Source extract.
>> BEGIN

The bar for entry into this profession is low, and the “training” and education most new agents are offered after passing their licensing test is comical. Real estate agents, especially in TV shows and movies, are notorious for being pushy and constantly having their commission at the forefront of their minds.
Consumers think, “You’re going to miss out on this if you don’t buy it right now,” and Realtors are synonymous with one another. So, is it any surprise we aren’t trusted?
However, trust is the magic ingredient to success in business and life. If we fail to be trustworthy agents with integrity, we won’t create long-lasting relationships that will grow and flourish throughout our careers. And yes, you’re probably reading this and thinking about that one agent we all know who has questionable ethics and lacks integrity, but it is my belief that those people don’t have the same repeat clients and referrals that people like us do have.
The question then becomes: How can we, as real estate professionals, work to overcome the trust barriers that exist for consumers?
The most important way to build trust with your client is to be honest. It sounds simple enough, but you would be surprised how many agents don’t feel comfortable being completely transparent with their clients.
Whether it is because they’re afraid of losing the deal or worried their clients will think they’re “on the other team,” I’m always fascinated by how many agents fail to have an open line of communication with their clients.
When I say be honest, I mean genuinely being honest with them every step of the way, especially when it’s hard. If you, as their agent and representative, think their request for repairs is unrealistic, help them understand why you respectfully disagree with it; collaborate to come up with a strategy and set them up for success instead of immediate failure.
For example, if your client wants to send an extremely low offer and you know the seller won’t bite, it is your job to explain why you believe a different approach may be more successful for them.
If you are willing to have hard conversations, you will immediately begin to build trust with your clients.
Admit when you’re wrong
This is incredibly important and also incredibly hard to do for some people. Hey, we’re all human. We all make mistakes. And so do your clients, so try to remember that.

>> END

Dataset records on object locations.
>> BEGIN

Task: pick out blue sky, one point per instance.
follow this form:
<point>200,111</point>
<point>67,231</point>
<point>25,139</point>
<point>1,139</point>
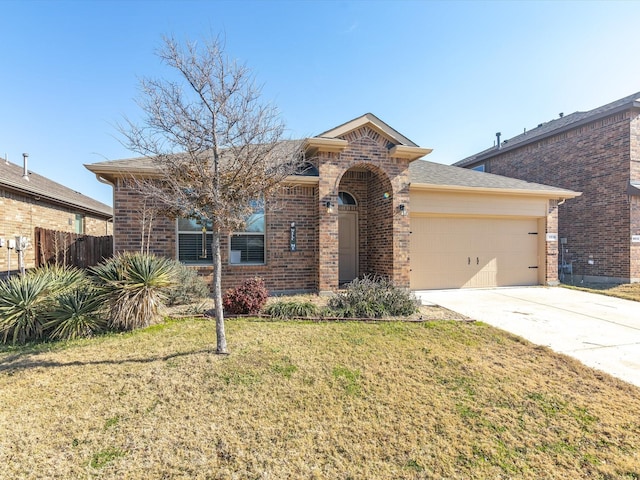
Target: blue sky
<point>448,75</point>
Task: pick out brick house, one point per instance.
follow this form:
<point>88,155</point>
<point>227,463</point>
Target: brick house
<point>596,152</point>
<point>366,205</point>
<point>29,200</point>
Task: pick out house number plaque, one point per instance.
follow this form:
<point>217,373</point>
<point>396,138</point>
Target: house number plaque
<point>292,238</point>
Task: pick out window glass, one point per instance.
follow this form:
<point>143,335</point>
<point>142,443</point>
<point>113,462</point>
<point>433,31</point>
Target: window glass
<point>191,239</point>
<point>79,223</point>
<point>249,246</point>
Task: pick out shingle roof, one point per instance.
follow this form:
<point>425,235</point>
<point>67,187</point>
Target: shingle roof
<point>439,175</point>
<point>11,178</point>
<point>555,126</point>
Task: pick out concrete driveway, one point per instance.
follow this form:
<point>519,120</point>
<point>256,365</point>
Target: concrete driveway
<point>602,332</point>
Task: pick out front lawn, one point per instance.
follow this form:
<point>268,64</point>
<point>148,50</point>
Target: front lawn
<point>338,400</point>
<point>628,291</point>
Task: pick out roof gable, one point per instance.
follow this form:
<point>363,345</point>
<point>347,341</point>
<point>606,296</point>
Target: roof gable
<point>373,122</point>
<point>11,177</point>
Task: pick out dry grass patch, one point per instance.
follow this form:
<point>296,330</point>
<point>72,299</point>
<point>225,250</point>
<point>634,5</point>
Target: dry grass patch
<point>313,400</point>
<point>628,291</point>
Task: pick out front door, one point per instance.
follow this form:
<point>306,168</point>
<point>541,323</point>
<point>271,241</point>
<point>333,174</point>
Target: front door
<point>348,246</point>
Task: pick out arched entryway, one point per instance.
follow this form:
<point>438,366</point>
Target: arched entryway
<point>365,223</point>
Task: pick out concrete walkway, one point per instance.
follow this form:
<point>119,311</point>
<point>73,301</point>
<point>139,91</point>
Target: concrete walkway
<point>602,332</point>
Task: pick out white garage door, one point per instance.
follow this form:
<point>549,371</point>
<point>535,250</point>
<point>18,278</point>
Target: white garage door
<point>464,252</point>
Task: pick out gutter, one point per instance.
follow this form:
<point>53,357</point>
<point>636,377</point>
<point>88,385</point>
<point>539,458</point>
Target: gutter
<point>555,194</point>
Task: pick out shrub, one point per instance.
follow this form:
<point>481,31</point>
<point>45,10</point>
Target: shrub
<point>248,298</point>
<point>288,309</point>
<point>75,314</point>
<point>189,287</point>
<point>134,287</point>
<point>22,303</point>
<point>372,297</point>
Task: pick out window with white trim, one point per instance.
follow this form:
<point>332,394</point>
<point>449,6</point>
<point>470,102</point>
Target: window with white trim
<point>248,247</point>
<point>194,241</point>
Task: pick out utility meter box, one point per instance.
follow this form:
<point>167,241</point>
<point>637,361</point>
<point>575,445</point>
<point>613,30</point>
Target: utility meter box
<point>21,243</point>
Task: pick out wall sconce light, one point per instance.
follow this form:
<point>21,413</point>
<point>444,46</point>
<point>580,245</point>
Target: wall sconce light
<point>329,207</point>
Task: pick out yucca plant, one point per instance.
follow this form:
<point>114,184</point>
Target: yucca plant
<point>76,314</point>
<point>23,301</point>
<point>134,286</point>
<point>288,309</point>
<point>372,297</point>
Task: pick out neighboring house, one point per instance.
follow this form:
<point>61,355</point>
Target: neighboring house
<point>367,205</point>
<point>597,153</point>
<point>28,201</point>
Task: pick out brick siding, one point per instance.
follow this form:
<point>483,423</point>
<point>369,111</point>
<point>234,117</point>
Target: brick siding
<point>364,169</point>
<point>597,159</point>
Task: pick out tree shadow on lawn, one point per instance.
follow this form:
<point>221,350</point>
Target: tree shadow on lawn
<point>18,362</point>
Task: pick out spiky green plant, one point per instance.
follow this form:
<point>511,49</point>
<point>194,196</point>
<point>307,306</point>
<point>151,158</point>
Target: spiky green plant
<point>289,309</point>
<point>22,303</point>
<point>77,313</point>
<point>134,286</point>
<point>372,297</point>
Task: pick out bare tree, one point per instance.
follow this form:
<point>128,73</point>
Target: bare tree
<point>218,149</point>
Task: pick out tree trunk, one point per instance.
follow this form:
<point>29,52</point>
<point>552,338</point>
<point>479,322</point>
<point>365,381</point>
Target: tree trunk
<point>221,338</point>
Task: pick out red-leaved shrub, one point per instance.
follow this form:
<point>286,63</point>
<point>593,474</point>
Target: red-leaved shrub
<point>248,298</point>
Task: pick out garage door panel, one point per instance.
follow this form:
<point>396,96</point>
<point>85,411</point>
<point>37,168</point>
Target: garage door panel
<point>468,252</point>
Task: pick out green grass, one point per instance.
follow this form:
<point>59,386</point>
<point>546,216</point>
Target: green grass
<point>450,400</point>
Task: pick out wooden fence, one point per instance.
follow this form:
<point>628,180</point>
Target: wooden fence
<point>65,248</point>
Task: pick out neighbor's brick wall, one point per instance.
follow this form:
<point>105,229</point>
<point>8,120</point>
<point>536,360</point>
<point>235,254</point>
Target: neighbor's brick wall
<point>634,215</point>
<point>21,214</point>
<point>593,159</point>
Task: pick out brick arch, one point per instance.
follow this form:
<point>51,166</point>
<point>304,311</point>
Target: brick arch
<point>372,188</point>
<point>365,163</point>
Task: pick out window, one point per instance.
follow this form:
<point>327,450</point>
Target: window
<point>248,247</point>
<point>194,241</point>
<point>79,223</point>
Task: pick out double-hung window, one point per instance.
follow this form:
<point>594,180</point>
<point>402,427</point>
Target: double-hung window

>> END

What you will do.
(a) Decide whether each statement agrees with the real estate excerpt, answering yes or no and quoting the words from it that decide the matter. (i) The excerpt calls the bar for entry into the profession low. (ii) It names honesty as the most important way to build trust with a client. (iii) It advises agents to avoid hard conversations with their clients.
(b) In the real estate excerpt, what is the agent's job when a client wants to send an extremely low offer that the seller won't accept?
(c) Output the part of the real estate excerpt starting with "Whether it is" and going on through "of immediate failure.".

Responses by task.
(a)
(i) Yes: "The bar for entry into this profession is low"
(ii) Yes: "The most important way to build trust with your client is to be honest."
(iii) No: "If you are willing to have hard conversations, you will immediately begin to build trust with your clients."

(b) The agent's job is to explain why a different approach may be more successful for the client.

(c)
Whether it is because they’re afraid of losing the deal or worried their clients will think they’re “on the other team,” I’m always fascinated by how many agents fail to have an open line of communication with their clients.
When I say be honest, I mean genuinely being honest with them every step of the way, especially when it’s hard. If you, as their agent and representative, think their request for repairs is unrealistic, help them understand why you respectfully disagree with it; collaborate to come up with a strategy and set them up for success instead of immediate failure.